Natural-language object grounding data:

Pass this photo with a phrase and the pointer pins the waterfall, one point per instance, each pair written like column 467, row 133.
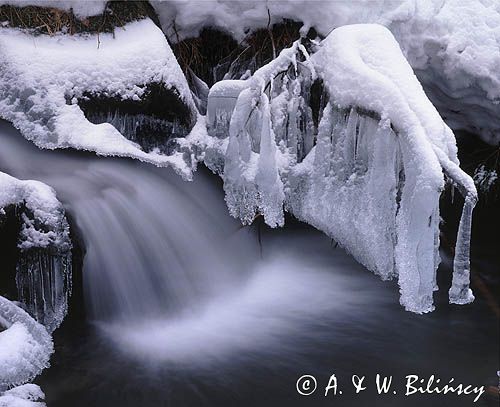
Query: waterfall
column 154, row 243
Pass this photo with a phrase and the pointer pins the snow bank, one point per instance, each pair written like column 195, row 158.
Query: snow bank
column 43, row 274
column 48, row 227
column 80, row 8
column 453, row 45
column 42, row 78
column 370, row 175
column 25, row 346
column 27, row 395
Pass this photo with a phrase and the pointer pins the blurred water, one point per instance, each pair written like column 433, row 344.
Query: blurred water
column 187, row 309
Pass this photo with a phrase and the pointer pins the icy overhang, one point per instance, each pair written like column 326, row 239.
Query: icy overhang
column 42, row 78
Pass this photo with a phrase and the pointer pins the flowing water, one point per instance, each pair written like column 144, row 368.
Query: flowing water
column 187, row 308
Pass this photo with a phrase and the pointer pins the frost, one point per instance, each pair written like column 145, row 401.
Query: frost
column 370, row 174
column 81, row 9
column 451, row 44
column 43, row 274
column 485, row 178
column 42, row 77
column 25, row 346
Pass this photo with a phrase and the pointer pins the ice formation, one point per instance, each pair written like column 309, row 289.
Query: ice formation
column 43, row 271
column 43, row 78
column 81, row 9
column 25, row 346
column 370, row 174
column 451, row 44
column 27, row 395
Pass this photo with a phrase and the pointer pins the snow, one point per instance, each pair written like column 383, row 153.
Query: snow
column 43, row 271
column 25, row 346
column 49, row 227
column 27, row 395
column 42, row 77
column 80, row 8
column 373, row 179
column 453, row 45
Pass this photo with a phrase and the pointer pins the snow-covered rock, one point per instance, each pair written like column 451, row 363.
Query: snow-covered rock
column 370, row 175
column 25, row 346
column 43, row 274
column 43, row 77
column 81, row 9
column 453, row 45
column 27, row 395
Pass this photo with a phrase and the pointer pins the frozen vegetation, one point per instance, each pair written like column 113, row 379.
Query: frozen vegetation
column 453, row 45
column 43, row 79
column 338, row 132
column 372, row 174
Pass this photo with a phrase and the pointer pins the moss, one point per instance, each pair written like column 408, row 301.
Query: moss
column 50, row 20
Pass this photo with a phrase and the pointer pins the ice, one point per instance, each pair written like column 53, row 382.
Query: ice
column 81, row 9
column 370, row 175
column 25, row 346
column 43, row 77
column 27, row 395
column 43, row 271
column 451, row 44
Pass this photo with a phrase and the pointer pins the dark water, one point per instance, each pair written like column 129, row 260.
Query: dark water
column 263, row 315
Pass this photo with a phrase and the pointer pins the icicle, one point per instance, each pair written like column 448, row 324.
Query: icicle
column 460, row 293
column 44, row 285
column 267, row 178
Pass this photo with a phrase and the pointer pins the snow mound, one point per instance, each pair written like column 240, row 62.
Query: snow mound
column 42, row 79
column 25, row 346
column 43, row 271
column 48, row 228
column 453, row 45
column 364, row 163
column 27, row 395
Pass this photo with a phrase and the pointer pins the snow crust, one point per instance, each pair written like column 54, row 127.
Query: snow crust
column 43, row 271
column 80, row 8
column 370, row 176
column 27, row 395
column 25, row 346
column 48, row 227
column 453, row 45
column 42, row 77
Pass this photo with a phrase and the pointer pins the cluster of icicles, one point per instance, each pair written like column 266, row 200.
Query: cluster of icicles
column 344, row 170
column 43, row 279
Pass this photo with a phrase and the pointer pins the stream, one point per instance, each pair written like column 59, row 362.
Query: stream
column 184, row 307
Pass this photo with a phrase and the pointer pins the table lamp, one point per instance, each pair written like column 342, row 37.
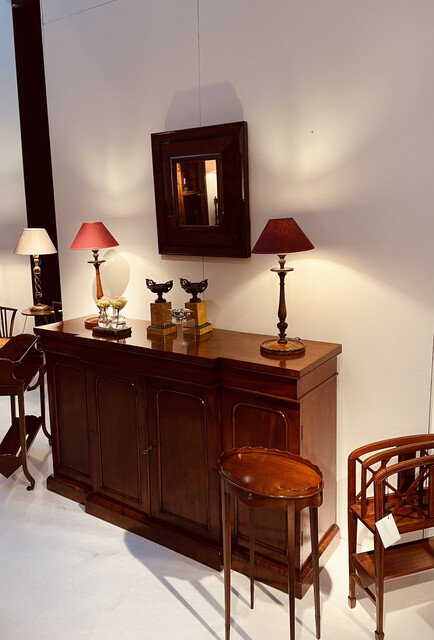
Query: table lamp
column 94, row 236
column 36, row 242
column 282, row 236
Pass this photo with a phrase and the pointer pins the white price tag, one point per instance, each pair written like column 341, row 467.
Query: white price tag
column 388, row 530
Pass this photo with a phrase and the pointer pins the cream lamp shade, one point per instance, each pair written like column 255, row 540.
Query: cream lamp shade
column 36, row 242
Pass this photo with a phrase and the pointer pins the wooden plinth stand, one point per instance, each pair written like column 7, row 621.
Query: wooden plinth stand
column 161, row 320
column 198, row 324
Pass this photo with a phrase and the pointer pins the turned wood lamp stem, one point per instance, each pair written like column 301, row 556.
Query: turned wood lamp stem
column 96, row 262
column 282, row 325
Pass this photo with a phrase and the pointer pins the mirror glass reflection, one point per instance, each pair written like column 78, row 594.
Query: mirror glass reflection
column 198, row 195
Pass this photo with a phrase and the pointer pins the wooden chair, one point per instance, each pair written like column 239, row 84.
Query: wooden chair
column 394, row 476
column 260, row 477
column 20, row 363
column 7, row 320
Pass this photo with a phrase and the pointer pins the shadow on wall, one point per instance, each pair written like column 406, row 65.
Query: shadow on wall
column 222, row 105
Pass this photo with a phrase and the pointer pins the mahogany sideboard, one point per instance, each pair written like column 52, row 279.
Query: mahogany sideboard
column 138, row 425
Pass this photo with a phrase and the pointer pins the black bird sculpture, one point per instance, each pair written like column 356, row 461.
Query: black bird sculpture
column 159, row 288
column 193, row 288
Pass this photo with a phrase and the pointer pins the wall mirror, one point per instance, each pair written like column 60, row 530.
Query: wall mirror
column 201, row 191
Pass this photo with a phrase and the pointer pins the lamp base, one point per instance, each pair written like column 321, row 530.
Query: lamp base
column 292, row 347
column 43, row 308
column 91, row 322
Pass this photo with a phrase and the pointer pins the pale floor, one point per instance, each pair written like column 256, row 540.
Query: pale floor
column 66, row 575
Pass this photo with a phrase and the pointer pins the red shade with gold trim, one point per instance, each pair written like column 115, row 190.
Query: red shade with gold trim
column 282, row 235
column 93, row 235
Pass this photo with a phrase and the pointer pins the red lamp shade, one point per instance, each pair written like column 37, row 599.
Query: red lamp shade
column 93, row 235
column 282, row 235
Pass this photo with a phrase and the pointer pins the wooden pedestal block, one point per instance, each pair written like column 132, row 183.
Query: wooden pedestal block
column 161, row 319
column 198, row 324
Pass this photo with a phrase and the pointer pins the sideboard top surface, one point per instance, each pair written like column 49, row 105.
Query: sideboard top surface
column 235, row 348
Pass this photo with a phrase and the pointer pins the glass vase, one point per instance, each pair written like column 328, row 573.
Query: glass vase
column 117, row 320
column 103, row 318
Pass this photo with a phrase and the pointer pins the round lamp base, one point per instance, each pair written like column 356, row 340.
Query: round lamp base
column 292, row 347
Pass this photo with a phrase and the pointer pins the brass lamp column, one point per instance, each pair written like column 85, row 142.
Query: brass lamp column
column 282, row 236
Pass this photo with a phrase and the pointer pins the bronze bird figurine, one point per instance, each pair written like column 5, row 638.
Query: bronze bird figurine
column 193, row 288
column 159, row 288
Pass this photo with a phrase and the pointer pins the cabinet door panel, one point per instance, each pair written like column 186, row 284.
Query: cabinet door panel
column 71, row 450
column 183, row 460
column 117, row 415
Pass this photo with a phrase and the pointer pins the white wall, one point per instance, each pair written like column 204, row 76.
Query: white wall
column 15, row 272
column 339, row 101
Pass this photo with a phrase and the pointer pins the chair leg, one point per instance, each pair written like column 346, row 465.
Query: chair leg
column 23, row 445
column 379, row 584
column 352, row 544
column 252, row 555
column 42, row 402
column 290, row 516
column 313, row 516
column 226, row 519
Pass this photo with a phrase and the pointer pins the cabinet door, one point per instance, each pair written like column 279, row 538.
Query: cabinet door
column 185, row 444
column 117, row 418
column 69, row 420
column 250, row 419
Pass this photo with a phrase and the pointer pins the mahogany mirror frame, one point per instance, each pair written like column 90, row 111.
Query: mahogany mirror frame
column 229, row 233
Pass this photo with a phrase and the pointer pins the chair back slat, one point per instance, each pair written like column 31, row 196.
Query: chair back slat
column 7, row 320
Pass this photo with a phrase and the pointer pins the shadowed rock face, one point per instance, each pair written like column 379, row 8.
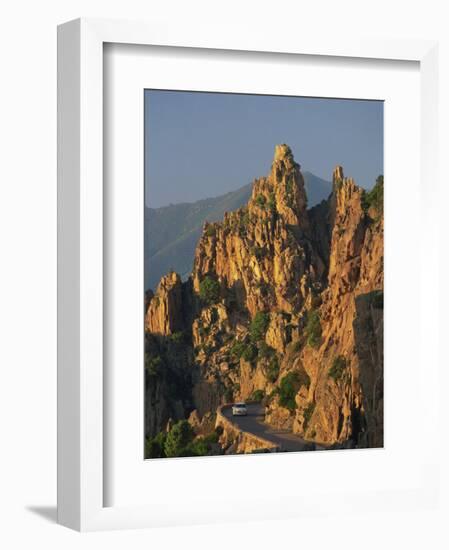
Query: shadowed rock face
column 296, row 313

Task description:
Please print the lines from the one holding "Query: chair leg" through the end of the records above, unchanged and with the pictures left out.

Written solution:
Query: chair leg
column 23, row 445
column 379, row 584
column 352, row 544
column 252, row 555
column 42, row 402
column 290, row 516
column 313, row 516
column 226, row 519
Pass this photo with a phrase and the pointer pins the cabinet door, one point per instance, each pair written like column 279, row 538.
Query: cabinet door
column 185, row 444
column 117, row 418
column 69, row 420
column 250, row 419
Pass this photo with a phrase and the pointer pins the mahogany mirror frame, one point per instance, each pair written like column 90, row 111.
Query: mahogany mirror frame
column 229, row 233
Pass this photo with a phrase and the pointer pins the chair back slat, one point per instance, each pair written like column 31, row 196.
Query: chair back slat
column 7, row 320
Pass this photo with a phrase and the pointer pins the shadowed rock face, one point per instance, each pair written like column 379, row 8.
Query: shadowed rock face
column 296, row 313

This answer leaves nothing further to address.